## BEGIN
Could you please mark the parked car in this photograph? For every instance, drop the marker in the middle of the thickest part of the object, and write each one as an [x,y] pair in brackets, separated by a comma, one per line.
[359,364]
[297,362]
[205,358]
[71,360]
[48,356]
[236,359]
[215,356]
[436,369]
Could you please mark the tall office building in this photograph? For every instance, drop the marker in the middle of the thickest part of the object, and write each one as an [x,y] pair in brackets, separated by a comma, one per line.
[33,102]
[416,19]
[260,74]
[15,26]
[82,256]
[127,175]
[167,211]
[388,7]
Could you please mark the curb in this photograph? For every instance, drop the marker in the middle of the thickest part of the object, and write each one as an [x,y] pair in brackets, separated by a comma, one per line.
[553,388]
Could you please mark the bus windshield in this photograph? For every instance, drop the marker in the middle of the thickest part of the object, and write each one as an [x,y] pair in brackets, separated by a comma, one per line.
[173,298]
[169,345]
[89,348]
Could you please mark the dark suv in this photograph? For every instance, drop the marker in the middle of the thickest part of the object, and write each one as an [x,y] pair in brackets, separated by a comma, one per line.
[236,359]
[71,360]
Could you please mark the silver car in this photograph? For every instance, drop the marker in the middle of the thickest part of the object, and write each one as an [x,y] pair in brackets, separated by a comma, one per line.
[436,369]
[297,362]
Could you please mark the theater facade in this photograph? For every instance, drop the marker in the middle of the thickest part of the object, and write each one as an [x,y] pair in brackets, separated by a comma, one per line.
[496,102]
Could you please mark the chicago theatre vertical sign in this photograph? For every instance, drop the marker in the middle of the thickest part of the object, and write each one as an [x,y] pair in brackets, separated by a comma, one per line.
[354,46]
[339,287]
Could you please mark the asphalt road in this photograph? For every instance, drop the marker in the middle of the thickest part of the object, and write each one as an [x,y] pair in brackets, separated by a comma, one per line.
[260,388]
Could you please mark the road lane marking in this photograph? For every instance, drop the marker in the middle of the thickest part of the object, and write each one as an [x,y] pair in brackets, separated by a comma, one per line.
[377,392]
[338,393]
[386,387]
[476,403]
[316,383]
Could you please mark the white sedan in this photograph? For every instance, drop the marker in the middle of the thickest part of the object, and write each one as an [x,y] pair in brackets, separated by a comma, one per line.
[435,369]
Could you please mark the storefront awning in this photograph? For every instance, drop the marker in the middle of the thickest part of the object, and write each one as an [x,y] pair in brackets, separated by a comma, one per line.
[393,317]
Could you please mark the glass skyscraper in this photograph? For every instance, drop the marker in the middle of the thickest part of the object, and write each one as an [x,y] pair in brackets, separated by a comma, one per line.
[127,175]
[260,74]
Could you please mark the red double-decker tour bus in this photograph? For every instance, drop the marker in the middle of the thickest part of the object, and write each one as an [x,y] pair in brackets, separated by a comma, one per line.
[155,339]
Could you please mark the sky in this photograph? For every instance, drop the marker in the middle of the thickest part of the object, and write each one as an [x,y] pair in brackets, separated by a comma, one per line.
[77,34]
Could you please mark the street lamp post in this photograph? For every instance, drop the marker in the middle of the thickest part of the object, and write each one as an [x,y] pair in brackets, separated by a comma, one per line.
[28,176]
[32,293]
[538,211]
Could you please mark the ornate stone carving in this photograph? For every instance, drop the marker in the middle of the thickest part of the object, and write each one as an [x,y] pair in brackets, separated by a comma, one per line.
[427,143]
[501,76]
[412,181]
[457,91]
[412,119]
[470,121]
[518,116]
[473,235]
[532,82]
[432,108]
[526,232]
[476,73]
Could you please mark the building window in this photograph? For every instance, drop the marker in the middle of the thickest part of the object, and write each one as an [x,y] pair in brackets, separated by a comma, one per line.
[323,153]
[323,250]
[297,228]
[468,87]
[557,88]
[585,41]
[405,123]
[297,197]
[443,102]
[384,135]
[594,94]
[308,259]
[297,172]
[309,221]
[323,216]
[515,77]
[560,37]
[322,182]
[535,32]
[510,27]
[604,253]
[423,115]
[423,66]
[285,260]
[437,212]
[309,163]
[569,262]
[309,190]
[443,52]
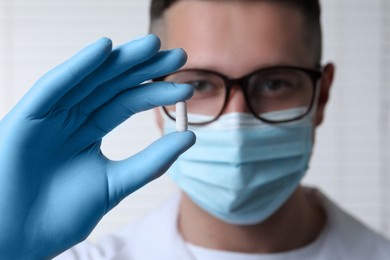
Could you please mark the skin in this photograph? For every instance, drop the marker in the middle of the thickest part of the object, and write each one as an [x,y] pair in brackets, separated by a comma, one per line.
[235,38]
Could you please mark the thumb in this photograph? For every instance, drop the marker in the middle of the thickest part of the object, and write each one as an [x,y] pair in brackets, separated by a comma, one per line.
[125,177]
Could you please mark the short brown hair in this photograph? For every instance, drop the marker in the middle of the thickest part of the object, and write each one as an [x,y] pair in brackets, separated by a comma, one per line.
[310,10]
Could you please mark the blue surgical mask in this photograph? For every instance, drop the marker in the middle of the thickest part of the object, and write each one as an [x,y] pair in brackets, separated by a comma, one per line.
[242,170]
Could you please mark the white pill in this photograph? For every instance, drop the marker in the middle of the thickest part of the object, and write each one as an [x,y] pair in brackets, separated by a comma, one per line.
[181,116]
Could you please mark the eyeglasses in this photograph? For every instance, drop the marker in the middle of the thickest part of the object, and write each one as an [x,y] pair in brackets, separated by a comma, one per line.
[268,93]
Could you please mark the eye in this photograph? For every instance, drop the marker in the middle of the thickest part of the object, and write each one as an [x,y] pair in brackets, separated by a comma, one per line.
[275,86]
[202,86]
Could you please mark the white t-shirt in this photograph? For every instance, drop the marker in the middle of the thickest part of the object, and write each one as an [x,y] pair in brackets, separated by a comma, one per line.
[156,237]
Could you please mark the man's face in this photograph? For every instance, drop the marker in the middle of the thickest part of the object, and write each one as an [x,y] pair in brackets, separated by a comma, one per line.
[237,37]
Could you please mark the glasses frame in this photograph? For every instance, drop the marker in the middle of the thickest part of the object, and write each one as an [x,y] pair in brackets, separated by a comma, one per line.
[314,74]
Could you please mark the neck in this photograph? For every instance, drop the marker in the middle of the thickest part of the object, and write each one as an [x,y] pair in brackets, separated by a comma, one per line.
[296,224]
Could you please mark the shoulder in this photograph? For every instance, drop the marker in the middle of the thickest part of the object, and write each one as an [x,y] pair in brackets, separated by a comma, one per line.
[148,235]
[349,237]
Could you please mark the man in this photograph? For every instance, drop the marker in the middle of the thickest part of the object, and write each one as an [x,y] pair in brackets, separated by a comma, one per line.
[241,197]
[260,91]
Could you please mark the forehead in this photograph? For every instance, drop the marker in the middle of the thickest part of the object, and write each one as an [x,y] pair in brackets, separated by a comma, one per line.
[236,37]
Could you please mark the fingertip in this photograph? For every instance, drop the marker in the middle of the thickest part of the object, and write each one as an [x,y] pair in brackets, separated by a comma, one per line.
[106,41]
[187,90]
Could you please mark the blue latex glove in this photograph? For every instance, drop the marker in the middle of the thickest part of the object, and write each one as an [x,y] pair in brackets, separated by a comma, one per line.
[55,184]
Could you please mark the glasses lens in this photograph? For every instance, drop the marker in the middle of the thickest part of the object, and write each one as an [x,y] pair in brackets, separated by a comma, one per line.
[208,98]
[280,94]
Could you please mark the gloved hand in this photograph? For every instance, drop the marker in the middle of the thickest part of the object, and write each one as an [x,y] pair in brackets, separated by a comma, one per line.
[55,183]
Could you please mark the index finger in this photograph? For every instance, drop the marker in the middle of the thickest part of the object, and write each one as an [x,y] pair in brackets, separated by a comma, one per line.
[57,82]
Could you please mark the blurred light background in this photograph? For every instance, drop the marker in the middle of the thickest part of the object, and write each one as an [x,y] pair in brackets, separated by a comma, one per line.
[351,162]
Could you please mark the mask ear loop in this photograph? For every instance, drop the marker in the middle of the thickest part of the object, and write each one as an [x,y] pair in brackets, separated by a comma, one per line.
[316,98]
[181,116]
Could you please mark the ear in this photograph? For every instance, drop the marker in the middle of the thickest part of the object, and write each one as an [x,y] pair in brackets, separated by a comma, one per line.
[159,119]
[325,84]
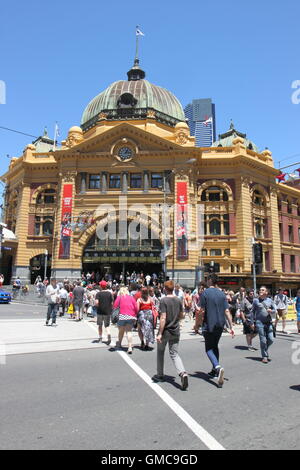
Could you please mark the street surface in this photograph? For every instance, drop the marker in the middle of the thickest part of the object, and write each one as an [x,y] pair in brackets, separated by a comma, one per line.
[61,390]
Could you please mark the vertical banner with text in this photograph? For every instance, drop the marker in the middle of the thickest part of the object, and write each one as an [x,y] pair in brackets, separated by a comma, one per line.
[181,221]
[66,218]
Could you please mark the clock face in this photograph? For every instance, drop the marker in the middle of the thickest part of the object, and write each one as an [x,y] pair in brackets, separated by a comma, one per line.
[125,153]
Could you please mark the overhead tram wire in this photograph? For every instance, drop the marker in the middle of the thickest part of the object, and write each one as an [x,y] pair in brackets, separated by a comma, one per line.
[18,132]
[287,158]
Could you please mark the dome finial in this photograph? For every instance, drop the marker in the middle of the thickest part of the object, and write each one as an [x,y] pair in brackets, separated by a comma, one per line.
[136,73]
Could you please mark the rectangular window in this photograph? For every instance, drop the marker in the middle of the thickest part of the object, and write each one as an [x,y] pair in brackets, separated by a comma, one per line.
[114,181]
[136,180]
[291,234]
[215,252]
[280,231]
[37,229]
[216,267]
[283,262]
[293,264]
[156,180]
[94,182]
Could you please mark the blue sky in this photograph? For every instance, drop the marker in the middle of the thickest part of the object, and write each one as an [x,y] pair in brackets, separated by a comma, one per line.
[56,56]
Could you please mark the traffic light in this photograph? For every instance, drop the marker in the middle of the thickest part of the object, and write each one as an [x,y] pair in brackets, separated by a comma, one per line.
[258,253]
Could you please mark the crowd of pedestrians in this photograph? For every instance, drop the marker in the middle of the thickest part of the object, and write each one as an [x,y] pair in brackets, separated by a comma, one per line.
[151,308]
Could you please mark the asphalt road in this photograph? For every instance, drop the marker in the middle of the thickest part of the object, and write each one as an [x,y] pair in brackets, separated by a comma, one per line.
[92,399]
[17,310]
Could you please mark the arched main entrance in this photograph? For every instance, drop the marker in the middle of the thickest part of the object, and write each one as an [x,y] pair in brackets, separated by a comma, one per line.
[112,255]
[37,267]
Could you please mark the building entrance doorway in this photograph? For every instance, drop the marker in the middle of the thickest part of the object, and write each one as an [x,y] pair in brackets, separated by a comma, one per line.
[37,267]
[118,258]
[121,271]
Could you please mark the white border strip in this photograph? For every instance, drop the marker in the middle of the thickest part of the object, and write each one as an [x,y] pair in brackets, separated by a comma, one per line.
[198,430]
[195,427]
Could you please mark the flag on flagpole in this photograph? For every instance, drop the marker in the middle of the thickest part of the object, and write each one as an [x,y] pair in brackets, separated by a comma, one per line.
[56,134]
[139,32]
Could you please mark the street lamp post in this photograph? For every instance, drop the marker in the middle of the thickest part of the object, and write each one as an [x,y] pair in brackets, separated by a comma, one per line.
[188,162]
[254,266]
[46,262]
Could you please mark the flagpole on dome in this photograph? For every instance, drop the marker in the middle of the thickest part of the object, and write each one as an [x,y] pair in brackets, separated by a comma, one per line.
[56,134]
[138,33]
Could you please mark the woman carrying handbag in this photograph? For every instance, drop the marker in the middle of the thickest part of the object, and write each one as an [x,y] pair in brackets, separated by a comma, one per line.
[127,316]
[145,319]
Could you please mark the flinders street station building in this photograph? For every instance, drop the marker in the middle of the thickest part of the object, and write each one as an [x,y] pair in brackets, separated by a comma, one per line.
[128,190]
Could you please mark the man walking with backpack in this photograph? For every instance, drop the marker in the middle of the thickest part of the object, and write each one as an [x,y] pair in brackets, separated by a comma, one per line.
[281,302]
[262,311]
[171,312]
[215,310]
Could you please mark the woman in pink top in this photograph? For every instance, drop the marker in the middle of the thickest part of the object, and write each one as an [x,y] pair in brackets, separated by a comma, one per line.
[127,316]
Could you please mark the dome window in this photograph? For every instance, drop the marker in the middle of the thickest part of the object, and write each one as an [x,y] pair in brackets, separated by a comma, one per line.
[126,100]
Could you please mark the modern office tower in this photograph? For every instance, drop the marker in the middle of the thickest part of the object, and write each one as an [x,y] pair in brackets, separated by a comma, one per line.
[202,121]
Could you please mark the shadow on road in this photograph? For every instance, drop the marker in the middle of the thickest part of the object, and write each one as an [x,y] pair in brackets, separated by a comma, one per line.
[257,359]
[295,387]
[205,377]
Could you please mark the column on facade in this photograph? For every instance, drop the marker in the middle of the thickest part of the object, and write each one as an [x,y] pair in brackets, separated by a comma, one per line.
[146,181]
[287,263]
[21,266]
[71,266]
[167,178]
[275,232]
[83,182]
[244,225]
[125,182]
[103,182]
[232,223]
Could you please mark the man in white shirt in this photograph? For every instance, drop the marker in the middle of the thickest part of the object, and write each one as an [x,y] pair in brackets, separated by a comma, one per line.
[52,295]
[63,295]
[281,302]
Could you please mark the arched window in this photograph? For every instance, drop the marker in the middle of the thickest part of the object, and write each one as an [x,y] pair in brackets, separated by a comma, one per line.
[44,225]
[214,194]
[47,196]
[215,227]
[216,224]
[258,198]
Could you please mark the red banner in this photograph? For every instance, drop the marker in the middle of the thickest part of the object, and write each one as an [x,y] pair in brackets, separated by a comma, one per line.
[181,222]
[66,218]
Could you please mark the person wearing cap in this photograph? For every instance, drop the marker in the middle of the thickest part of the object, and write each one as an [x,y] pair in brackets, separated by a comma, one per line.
[104,303]
[246,312]
[281,302]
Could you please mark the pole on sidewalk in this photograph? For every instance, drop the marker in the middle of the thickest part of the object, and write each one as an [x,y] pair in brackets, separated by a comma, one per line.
[254,267]
[46,263]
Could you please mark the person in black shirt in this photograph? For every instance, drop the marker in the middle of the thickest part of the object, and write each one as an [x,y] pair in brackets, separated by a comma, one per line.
[171,312]
[104,303]
[214,308]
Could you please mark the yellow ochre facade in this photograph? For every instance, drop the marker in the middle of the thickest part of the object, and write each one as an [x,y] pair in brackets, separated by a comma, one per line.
[130,153]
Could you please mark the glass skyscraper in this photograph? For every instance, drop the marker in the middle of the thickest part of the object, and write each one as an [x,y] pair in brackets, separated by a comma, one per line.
[202,121]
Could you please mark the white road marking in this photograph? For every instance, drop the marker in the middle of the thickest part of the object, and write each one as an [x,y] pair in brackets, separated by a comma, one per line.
[195,427]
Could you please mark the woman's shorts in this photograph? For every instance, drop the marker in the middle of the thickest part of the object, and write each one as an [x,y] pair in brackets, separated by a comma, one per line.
[126,322]
[281,313]
[103,319]
[248,330]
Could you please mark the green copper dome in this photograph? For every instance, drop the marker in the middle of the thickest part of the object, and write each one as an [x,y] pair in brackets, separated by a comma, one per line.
[133,99]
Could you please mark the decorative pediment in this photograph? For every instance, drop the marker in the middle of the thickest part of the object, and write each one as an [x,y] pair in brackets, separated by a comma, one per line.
[140,140]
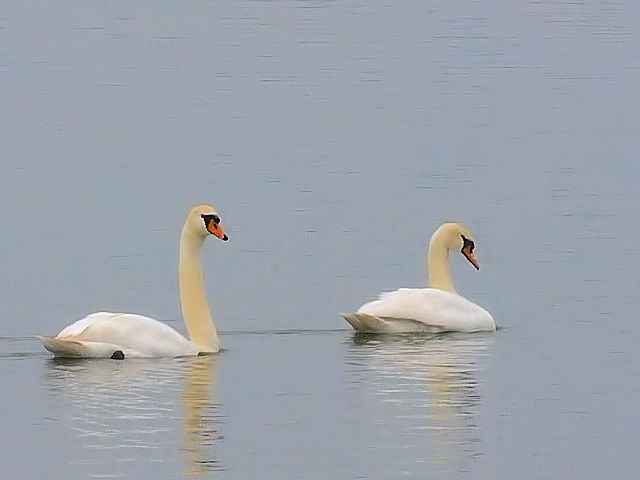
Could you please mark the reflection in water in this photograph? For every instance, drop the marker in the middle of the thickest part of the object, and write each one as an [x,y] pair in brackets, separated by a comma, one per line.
[201,417]
[131,410]
[430,385]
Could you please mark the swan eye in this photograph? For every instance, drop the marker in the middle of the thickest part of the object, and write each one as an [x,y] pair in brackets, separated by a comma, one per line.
[467,244]
[207,218]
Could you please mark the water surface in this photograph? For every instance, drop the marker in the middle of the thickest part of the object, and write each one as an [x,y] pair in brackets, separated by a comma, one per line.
[334,138]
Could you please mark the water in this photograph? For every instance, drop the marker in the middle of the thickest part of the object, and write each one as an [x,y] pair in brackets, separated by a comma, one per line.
[333,138]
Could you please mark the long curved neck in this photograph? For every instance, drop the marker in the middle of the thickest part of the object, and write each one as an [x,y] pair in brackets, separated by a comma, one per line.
[439,270]
[195,309]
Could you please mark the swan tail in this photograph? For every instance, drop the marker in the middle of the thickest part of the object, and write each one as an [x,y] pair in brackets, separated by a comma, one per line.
[64,348]
[71,348]
[363,322]
[366,323]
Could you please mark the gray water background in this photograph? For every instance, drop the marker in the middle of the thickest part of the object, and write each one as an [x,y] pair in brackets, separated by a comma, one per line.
[333,138]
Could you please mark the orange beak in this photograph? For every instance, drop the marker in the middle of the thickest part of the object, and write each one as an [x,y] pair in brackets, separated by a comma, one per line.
[466,251]
[215,229]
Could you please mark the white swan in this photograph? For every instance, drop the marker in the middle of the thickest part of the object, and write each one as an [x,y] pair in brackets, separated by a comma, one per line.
[126,335]
[435,309]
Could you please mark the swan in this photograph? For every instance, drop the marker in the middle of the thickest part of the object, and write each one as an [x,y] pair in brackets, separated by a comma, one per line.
[435,309]
[126,335]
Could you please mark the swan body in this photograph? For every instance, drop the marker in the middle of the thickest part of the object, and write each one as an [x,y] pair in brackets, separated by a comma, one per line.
[126,335]
[436,309]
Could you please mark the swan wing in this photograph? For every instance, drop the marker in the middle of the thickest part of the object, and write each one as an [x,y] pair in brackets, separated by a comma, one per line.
[430,307]
[102,333]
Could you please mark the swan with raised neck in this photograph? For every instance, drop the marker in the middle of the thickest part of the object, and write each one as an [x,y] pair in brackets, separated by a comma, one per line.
[435,309]
[125,335]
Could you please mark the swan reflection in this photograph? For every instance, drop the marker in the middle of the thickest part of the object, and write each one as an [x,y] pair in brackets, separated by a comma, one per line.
[127,414]
[431,388]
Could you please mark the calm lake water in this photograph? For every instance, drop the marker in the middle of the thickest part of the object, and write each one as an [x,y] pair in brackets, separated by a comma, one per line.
[333,138]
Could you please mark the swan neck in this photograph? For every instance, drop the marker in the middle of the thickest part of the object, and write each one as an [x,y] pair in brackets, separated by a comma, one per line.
[439,269]
[193,299]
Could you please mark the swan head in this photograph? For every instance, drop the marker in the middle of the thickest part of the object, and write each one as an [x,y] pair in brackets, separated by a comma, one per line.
[205,220]
[457,237]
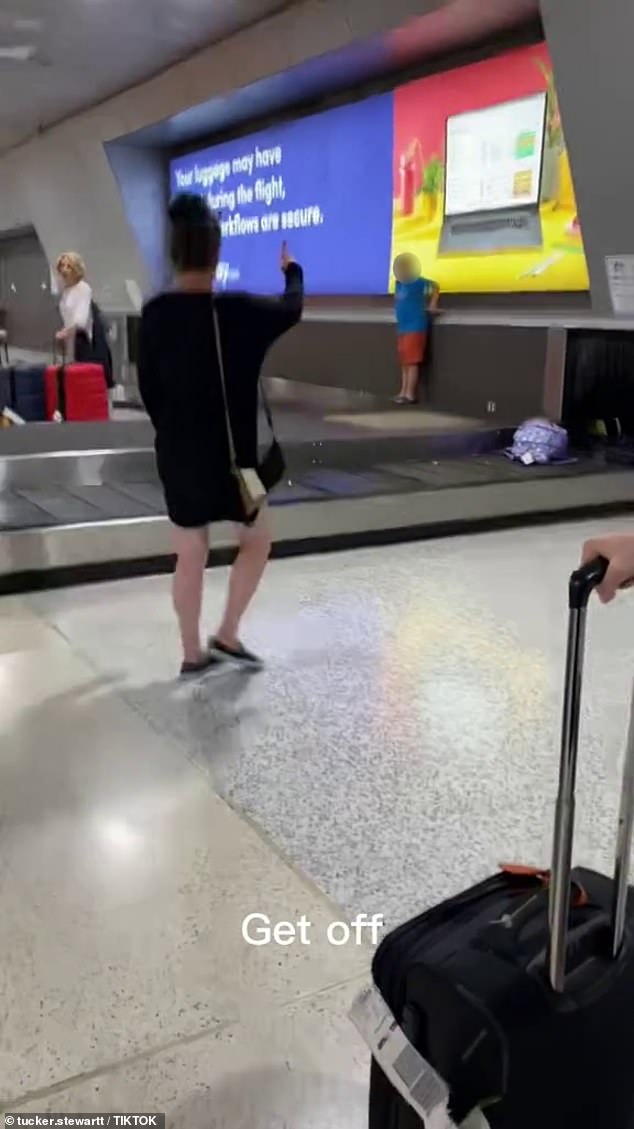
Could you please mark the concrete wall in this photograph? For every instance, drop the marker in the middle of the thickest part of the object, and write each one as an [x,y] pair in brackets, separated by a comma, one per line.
[62,182]
[142,181]
[591,47]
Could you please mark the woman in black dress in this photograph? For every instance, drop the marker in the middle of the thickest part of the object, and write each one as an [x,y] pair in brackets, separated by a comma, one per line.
[182,390]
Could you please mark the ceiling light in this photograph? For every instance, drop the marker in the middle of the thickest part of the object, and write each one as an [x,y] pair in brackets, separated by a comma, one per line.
[27,25]
[23,54]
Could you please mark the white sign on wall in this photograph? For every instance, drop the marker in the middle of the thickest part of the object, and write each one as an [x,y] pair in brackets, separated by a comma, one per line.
[621,281]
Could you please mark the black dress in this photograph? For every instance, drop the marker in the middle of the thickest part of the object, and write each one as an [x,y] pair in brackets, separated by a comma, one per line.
[181,388]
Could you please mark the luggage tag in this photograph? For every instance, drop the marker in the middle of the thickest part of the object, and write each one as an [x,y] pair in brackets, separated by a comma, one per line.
## END
Stated task —
Take the line containing "Could you please mark the swan head" through the last line of the material and retype exactly those lines, both ends included, with no pictures.

Solution to the problem —
Could you please mark the swan head in this photograph? For every instance, drop the marker in the middle of the thickest part of the object, and write each one as an [x,y] pair in brackets, separated by a comma, one per line.
[205,220]
[457,237]
Could you please mark the concrete wall in this photograph? For every instance, drop the marker in the middle of the thickest part of the object, and write each one as an [x,y] pair in brackets, separated by a comma, one per line.
[62,182]
[142,181]
[591,47]
Could you please mark the woman in black dress in this photograph? For every instance, drop the marker in the middle of the thickest part of the object, and write each one as an [x,y] pair in brackets, separated by a comma, one per line.
[182,390]
Could you please mark the ceiling light in this photograph? For every instance, drop the marker in the middle of the thickest part of the object, and write each one as an [x,y] pair in brackets, separated by a comma, one per line.
[27,25]
[23,54]
Could you please mark the white sign on wall in this photograph? For every instance, drop the marker in the middle of the thickest part of the object, and write each one as an [x,y] pair in brackets, separated by a comma, one per line.
[621,281]
Could you please mark the black dress in this photograph? For every instance, drop the marker in the middle of the thickest part of the object, and write each one as an [x,y] pair in brackets, separated by a comma, one per line.
[181,388]
Could you please mark the luggage tag in this photograph? For every instance, drop the marker in the middle of the thickest part of the object, and write each one as an [x,y] pair in brackets, separated by a comma, one per line.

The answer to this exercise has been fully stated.